━━ RECORDS SUPPLIED

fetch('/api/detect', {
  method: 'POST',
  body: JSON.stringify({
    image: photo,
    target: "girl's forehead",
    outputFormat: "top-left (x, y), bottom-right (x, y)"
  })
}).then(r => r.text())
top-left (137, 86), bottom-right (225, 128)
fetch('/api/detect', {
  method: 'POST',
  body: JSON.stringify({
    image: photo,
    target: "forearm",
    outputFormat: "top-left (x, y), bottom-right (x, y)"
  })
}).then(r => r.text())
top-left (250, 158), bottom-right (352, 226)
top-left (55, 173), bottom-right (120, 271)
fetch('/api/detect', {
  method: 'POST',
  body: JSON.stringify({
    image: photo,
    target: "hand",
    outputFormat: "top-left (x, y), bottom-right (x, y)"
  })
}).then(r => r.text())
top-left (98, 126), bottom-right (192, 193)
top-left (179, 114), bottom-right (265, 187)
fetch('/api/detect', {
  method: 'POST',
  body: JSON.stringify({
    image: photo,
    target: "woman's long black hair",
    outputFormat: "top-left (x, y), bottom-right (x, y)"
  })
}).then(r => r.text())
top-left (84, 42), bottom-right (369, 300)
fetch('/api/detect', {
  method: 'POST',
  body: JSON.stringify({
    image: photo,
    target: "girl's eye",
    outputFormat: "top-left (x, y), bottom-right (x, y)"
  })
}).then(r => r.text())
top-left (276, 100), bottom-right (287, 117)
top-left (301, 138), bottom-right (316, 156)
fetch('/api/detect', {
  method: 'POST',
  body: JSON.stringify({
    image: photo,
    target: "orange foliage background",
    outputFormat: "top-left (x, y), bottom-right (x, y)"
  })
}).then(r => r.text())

━━━━

■ **TASK DESCRIPTION**: The task requires an exact copy of all the lines above.

■ **EXPECTED ANSWER**:
fetch('/api/detect', {
  method: 'POST',
  body: JSON.stringify({
    image: photo,
    target: "girl's forehead",
    outputFormat: "top-left (x, y), bottom-right (x, y)"
  })
}).then(r => r.text())
top-left (137, 86), bottom-right (225, 128)
fetch('/api/detect', {
  method: 'POST',
  body: JSON.stringify({
    image: photo,
    target: "forearm",
    outputFormat: "top-left (x, y), bottom-right (x, y)"
  })
}).then(r => r.text())
top-left (250, 158), bottom-right (352, 226)
top-left (55, 173), bottom-right (120, 271)
fetch('/api/detect', {
  method: 'POST',
  body: JSON.stringify({
    image: photo,
    target: "hand",
    outputFormat: "top-left (x, y), bottom-right (x, y)"
  })
}).then(r => r.text())
top-left (98, 126), bottom-right (192, 193)
top-left (179, 114), bottom-right (265, 187)
fetch('/api/detect', {
  method: 'POST',
  body: JSON.stringify({
    image: photo,
    target: "woman's long black hair",
    outputFormat: "top-left (x, y), bottom-right (x, y)"
  })
}).then(r => r.text())
top-left (84, 42), bottom-right (369, 300)
fetch('/api/detect', {
  method: 'POST',
  body: JSON.stringify({
    image: photo,
    target: "girl's eye",
    outputFormat: "top-left (x, y), bottom-right (x, y)"
  })
}).then(r => r.text())
top-left (276, 100), bottom-right (287, 117)
top-left (301, 138), bottom-right (316, 156)
fetch('/api/detect', {
  method: 'POST',
  body: JSON.stringify({
    image: photo,
    target: "orange foliage background",
    outputFormat: "top-left (x, y), bottom-right (x, y)"
  })
}).then(r => r.text())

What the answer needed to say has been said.